Excerpt provided Start Marker

Flower Power

ByCarl Zimmer
February 06, 2004
3 min read

“Abominable” is not the sort of word that most people may associate with flowers, but for Darwin, it was a perfect fit. He saw life on Earth today as the result of millions of years of victories and defeats in the evolutionary arena. Flowering plants, by that reasoning, were among the greatest champions of all. There are some 250,000 known species of flowering plants, and the total is probably double that. The closest living relatives of flowering plants (pine trees, firs, gingkos, and the like—collectively known as gymnosperms) make up a grand total of just over 800. These numbers are all the more remarkable when you consider that flowering plants emerged around 140 million years ago, and gymnosperms had already been on Earth since at least 360 million years ago. In over twice the time, gymnosperms have produced less than 1% of the diversity found in flowering plants. What was the secret of flowers? Darwin wrote to his friend the botanist Joseph Hooker that this question was “an abominable mystery.”

Darwin assumed that there must be one secret to be found, and since then most botanists have agreed. Perhaps it was their ability to be pollinated by bees and other insects, or perhaps the way animals that ate their fruit could disperse seeds in their droppings. In order to test hypotheses like these, scientists need to figure out how all the species in question are related, to see exactly when the explosion of diversity took place over the course of their evolution. But when you’re talking about 250,000 species, that’s no easy task.

In recent years, different teams of scientists have compared the genes of different species of flowering plants. Researchers from Florida and England developed mathematical methods to combine 46 of these trees into a “supertree.” While this tree does not actually have a twig for every species of flower, its 379 branches include every family of species. This is only a step towards the full tree of flowering plants, but it’s a huge one—just ten years ago scientists thought such a goal was impossible to meet. The researchers were also able to plot the tree against time, estimating the dates at which major new groups of flowers evolved. The scientists present their tree today in the Proceedings of the National Academy of Sciences.

Supertree now in hand, the scientists then tried to solve Darwin’s abominable mystery. Did flowers explode in diversity at one particular point in their history? Or was there one particular strategy for survival used by some flowers that made them more diverse than other flowers?

None of the above, it appears. Early flowers did undergo a small burst of diversity, but there have been many bursts since then, and they don’t seem to follow any one rule. There is no one secret to the success of flowers, but perhaps many small ones waiting to be discovered. It’s possible for example that in some cases flowering plants thrived particularly well as the planet has gradually cooled. (Gymnosperms may, by constrast, be locked into a biology better suited to the much warmer climates 200 million years ago.) Darwin’s abominable mystery has split into many small mysteries, like a pool of mercury breaking into an elusive flock of droplets. But when scientists finally create a species-level tree of flowering plants (an achievement that may take decades), they may finally pinpoint some of the solutions.

Excerpt provided End Marker
Source material Start Marker

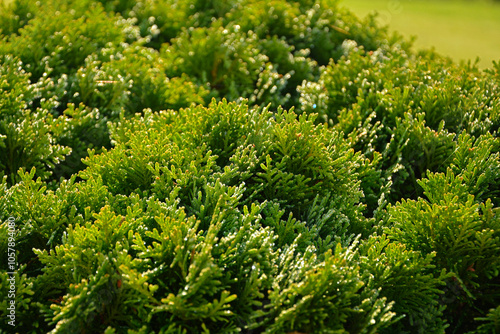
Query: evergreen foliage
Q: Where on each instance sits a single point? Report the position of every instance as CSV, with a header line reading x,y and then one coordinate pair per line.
x,y
242,166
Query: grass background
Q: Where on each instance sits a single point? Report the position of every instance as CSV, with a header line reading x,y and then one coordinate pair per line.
x,y
459,29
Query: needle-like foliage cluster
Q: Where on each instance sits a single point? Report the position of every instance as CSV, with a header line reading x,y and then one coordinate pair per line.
x,y
242,166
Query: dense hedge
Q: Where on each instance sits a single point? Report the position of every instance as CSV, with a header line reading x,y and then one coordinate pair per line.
x,y
242,166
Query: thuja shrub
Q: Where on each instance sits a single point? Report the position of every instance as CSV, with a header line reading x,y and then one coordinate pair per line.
x,y
57,42
28,134
242,166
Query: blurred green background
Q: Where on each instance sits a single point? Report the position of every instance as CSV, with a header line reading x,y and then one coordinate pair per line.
x,y
460,29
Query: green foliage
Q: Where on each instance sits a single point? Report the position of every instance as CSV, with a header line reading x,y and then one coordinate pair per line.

Source material End Marker

*Exercise set:*
a. In the article on flowering plants, how many trees did the researchers combine into the "supertree"?
b. Decide whether each statement agrees with the article on flowering plants: (i) Gymnosperms had been on Earth since at least 360 million years ago. (ii) The supertree has a twig for every species of flower. (iii) The bursts of flower diversity follow one rule. Answer yes or no for each, and quote the deciding words.

*Exercise answers:*
a. 46 trees.

b.
(i) Yes: "gymnosperms had already been on Earth since at least 360 million years ago"
(ii) No: "this tree does not actually have a twig for every species of flower"
(iii) No: "they don’t seem to follow any one rule"